#### Written instruction 1:
In the bike forum thread, condense the paragraph that begins "1st generation Suntour with the captured rollers" into a short bulleted list that keeps its main facts.

#### Excerpt:

※

I understand completely, and have already accepted that the bike will never be as pristine as the photos I've posted because I'm going to use it as intended. However, I'm notoriously heavy-handed and rough on things, and seem prone to taking unnecessary risks-just look at the photo on the gravel pile, where my pedal and top of the crank arm are stuffed into sharp, freshly-crushed stone. I'd like to say I placed it there gingerly, but I'd be lying, and behind it is a 40 foot drop-a stiff breeze and down it goes. The paint is super-brittle, my one ride resulted in a few decent chips on the down tube. For once I'm making an effort to prevent some of the things that make me hate myself-I may have gone a little too far with the tape idea..... point taken. :thumbsup:

Would it help if I told you I fearlessly lay my Ritchey down untethered in the back of my pickup and then drive down dirt roads like a maniac?



Rumpfy said:


> This is exactly the kind of bikes and posters this forum is greatly in need of.
> 
> So much awesome! Great bike, great story, great progression, great pics!


Thanks! Beware, though-I'm just as likely to post a thread about the '94 Barracuda A2C (in all original condition) that I just passed along to a friend for his birthday. I'd make up for it with my Marinoni Moose though... gotta get that built. Double roller cams!


----------



## Rumpfy (Dec 21, 2003)

Shogun700 said:


> Double roller cams!


What kind of roller cams?


----------



## yo-Nate-y (Mar 5, 2009)

Rumpfy said:


> What kind of roller cams?


double!


----------



## Shogun700 (Jun 15, 2009)

Rumpfy said:


> What kind of roller cams?


1st generation Suntour with the captured rollers. It's a little strange, the bosses on the fork are really wide, I'm trying to figure out what plate (I have a couple wide ones) and springs to use, I have lots of parts to pick from and am puzzled by the different springs and their intended application. Maybe it will be self-explanatory when I really try to put it together.


----------



## muddybuddy (Jan 31, 2007)

Rumpfy said:


> We're doin' an all CCR ride right?


Credence Clearwater Revival?

Hey, where'd the post counts go?


----------



## girlonbike (Apr 24, 2008)

muddybuddy said:


> Credence Clearwater Revival?
> 
> Hey, where'd the post counts go?


post counts? what is this rep power and why does Rumpfy have 22?


----------



## chefmiguel (Dec 22, 2007)

flat out beautiful. Nice work on bringing it back to period correctness.


----------



## Shogun700 (Jun 15, 2009)

I've added some parts-finally found a wheelset:










I swapped out the M900 levers and calipers for Avids:

















I also found a nice M910 seat post, and put the UmmaGummas on, the gray looks better to my eye:










I've not put as many miles on this as I'd hoped (so far), the rear wheel I had on there is way out of dish and I didn't like riding it that way. It's much better now, I hope to have more pics of the freshened build up soon.


----------



## jeff (Jan 13, 2004)

That really is a beautiful bike. Too bad Santana didn't stay in the single game.


----------



## stan lee (Mar 5, 2006)

WOW- that is a cool bike and a great story! The parts you have on it now look better than the XTR it showed up with.


----------



## yo-Nate-y (Mar 5, 2009)

I really dig the M900 too. The saddle/grips, meh. Black'd look better I think. But jeez, beautiful bike!


----------



## santanablue (Sep 29, 2011)

※

#### Written instruction 2:
Report each line of the entries below that contains the string "surface".

[Dataset records about object locations]
※

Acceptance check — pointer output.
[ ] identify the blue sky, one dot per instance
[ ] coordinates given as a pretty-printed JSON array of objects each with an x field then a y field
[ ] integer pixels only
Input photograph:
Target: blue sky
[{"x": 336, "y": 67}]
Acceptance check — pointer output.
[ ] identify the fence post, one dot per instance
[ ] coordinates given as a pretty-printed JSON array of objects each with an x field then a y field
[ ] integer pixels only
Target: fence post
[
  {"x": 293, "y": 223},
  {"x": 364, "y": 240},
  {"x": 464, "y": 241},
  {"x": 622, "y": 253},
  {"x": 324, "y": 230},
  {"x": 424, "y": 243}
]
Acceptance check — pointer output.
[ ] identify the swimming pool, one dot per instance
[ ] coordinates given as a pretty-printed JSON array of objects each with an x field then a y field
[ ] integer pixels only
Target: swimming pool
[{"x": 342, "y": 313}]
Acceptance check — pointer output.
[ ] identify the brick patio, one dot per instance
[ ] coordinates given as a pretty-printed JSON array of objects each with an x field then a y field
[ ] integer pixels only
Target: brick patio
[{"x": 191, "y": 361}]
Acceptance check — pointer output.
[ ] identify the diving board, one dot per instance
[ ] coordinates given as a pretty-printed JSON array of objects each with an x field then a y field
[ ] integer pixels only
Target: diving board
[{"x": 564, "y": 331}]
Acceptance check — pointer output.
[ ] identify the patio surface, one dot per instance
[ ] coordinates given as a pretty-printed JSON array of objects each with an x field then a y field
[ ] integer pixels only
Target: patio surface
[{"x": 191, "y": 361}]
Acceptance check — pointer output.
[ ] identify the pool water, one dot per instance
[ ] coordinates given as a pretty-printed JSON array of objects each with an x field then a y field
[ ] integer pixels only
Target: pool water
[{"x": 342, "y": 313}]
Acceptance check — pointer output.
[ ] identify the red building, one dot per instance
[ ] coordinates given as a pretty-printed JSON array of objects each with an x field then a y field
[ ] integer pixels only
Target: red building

※

#### Reply 1:
- The roller cams are 1st generation Suntour with captured rollers.
- The bosses on the fork are very wide.
- The poster is trying to decide which plate (a couple of wide ones are on hand) and which springs to use.
- There are many parts to choose from, and the different springs and their intended uses are puzzling.
- It may become self-explanatory once the poster really tries to assemble it.

#### Reply 2:
[ ] identify the patio surface, one dot per instance
Target: patio surface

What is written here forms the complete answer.